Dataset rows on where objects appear
**********

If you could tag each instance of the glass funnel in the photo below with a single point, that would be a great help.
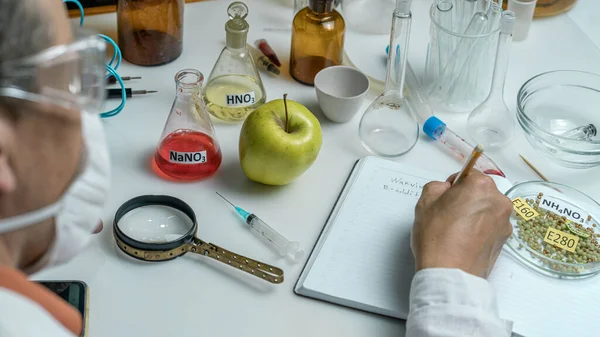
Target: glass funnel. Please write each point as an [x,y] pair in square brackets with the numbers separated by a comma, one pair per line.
[188,149]
[389,128]
[491,123]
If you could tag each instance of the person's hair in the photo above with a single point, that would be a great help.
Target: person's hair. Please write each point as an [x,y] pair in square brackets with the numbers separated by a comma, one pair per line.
[24,29]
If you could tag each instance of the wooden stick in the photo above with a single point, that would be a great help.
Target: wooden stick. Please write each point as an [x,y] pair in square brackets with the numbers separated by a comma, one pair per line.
[477,151]
[533,168]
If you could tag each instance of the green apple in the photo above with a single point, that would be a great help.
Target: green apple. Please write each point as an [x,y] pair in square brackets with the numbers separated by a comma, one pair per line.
[279,141]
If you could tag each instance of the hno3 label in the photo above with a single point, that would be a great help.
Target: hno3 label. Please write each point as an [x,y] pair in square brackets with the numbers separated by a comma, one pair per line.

**********

▶ [Stated problem]: Reproduce verbatim every line from the one containing "If you could tag each instance of the wooden" through the last line of the items, inclusive.

▶ [Output of the exercise]:
If you could tag each instance of the wooden stick in the photo above with a single point, that would be a great help.
Target: wooden stick. Please write each point as an [x,y] pair in square brackets with the numbers separated by a comma, one pair per line.
[477,151]
[533,168]
If you could tag each instance of the green apple in the photo above with a single point, that would be a great help.
Target: green apple. Please write each point as an [x,y] pair in square brackets with the numbers separated by a comma, one pair per line.
[279,141]
If you could tag each instance of the hno3 label in the photo above with a single point, that would be a great help.
Target: hno3 label. Please write each point as an [x,y] pair in square brackets with the numbers separated by a comma, one pair per line.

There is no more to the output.